Child Maintenance and Other Payments Bill

The Committee consisted of the following Members:

Chairmen: Mr. Christopher Chope, † David Taylor
Alexander, Danny (Inverness, Nairn, Badenoch and Strathspey) (LD)
Boswell, Mr. Tim (Daventry) (Con)
Clapham, Mr. Michael (Barnsley, West and Penistone) (Lab)
David, Mr. Wayne (Caerphilly) (Lab)
Dorries, Mrs. Nadine (Mid-Bedfordshire) (Con)
Engel, Natascha (North-East Derbyshire) (Lab)
Griffith, Nia (Llanelli) (Lab)
Harper, Mr. Mark (Forest of Dean) (Con)
Hesford, Stephen (Wirral, West) (Lab)
Jackson, Mr. Stewart (Peterborough) (Con)
James, Mrs. Siân C. (Swansea, East) (Lab)
McCarthy-Fry, Sarah (Portsmouth, North) (Lab/Co-op)
McGuire, Mrs. Anne (Parliamentary Under-Secretary of State for Work and Pensions)
Owen, Albert (Ynys Môn) (Lab)
Penrose, John (Weston-super-Mare) (Con)
Plaskitt, Mr. James (Parliamentary Under-Secretary of State for Work and Pensions)
Rowen, Paul (Rochdale) (LD)
Selous, Andrew (South-West Bedfordshire) (Con)
Touhig, Mr. Don (Islwyn) (Lab/Co-op)
Turner, Dr. Desmond (Brighton, Kemptown) (Lab)
Weir, Mr. Mike (Angus) (SNP)
Chris Shaw, Committee Clerk
† attended the Committee

Public Bill Committee

Tuesday 16 October 2007


[David Taylor in the Chair]

Child Maintenance and Other Payments Bill

Further written evidence to be reported to the House

CM 6 Memorandum submitted by Dr. P. A. Howarth
10.30 am
The Chairman: Good morning. Welcome to the penultimate sitting of the Committee.
Clause 30 ordered to stand part of the Bill.

Clause 31

Power to write off arrears
Mr. Mike Weir (Angus) (SNP): I beg to move amendment No. 93, in clause 31, page 33, line 10, at end insert—
‘(1A) In making a decision to extinguish liability for arrears of child support maintenance under subsection (1) the Commission shall have regard to the welfare of the child or children in respect of whom the arrears are due.’.

| EXTRACTED INFORMATION |
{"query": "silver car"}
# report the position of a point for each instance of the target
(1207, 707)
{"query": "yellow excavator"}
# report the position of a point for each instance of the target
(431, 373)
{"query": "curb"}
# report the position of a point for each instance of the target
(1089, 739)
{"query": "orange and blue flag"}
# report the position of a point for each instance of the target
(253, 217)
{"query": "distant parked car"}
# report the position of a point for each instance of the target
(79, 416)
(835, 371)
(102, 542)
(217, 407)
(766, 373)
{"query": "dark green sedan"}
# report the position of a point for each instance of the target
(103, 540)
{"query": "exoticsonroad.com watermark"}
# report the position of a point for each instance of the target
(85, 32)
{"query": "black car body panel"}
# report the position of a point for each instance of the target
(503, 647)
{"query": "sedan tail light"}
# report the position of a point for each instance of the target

| PROBLEM 1 |
Please answer these questions using the bill committee transcript:
(a) Who served as Committee Clerk?
(b) On what date did this sitting take place?
(c) What number does the amendment moved by Mr. Mike Weir carry?
| PROBLEM 2 |
Carry on the bill committee transcript from its last line, in the style of the committee debate.
The listing has no connection to the bill committee transcript.

| FINAL RESULT 1 |
(a) Chris Shaw
(b) Tuesday 16 October 2007
(c) No. 93

| FINAL RESULT 2 |
This is a probing amendment to explore the scope of the commission’s power to write off arrears and to seek confirmation that the wealth of the child or children will be taken into consideration in respect of any regulations that are made to do so. To be fair, we had a good debate on this subject in the last amendment. The Minister gave us an assurance that the welfare of the child would be paramount in this Bill and when the commission wrote off debt. We also had a fairly good debate on the circumstances in which debt may be written off and the involvement of the parent with care. On that basis, I do not intend to push the amendment, if the Minister is prepared to reiterate that that will be taken into account in any write-off. I would be satisfied by such an assurance and would withdraw the amendment.
The Parliamentary Under-Secretary of State for Work and Pensions (Mrs. Anne McGuire): In the light of the hon. Gentleman’s comments, I am pleased to reaffirm what I said in the earlier debate. Where we extinguish arrears of maintenance, the existing child support legislation, which already safeguards the interests of the child, will obviously be part of that decision. What underpins this Bill is the welfare of the children. I thank the hon. Gentleman for agreeing in advance of that reaffirmation to withdraw his amendment.
Mr. Weir: I beg to ask leave to withdraw the amendment.
Amendment, by leave, withdrawn.
Clause 31 ordered to stand part of the Bill.
Clauses 32 to 35 ordered to stand part of the Bill.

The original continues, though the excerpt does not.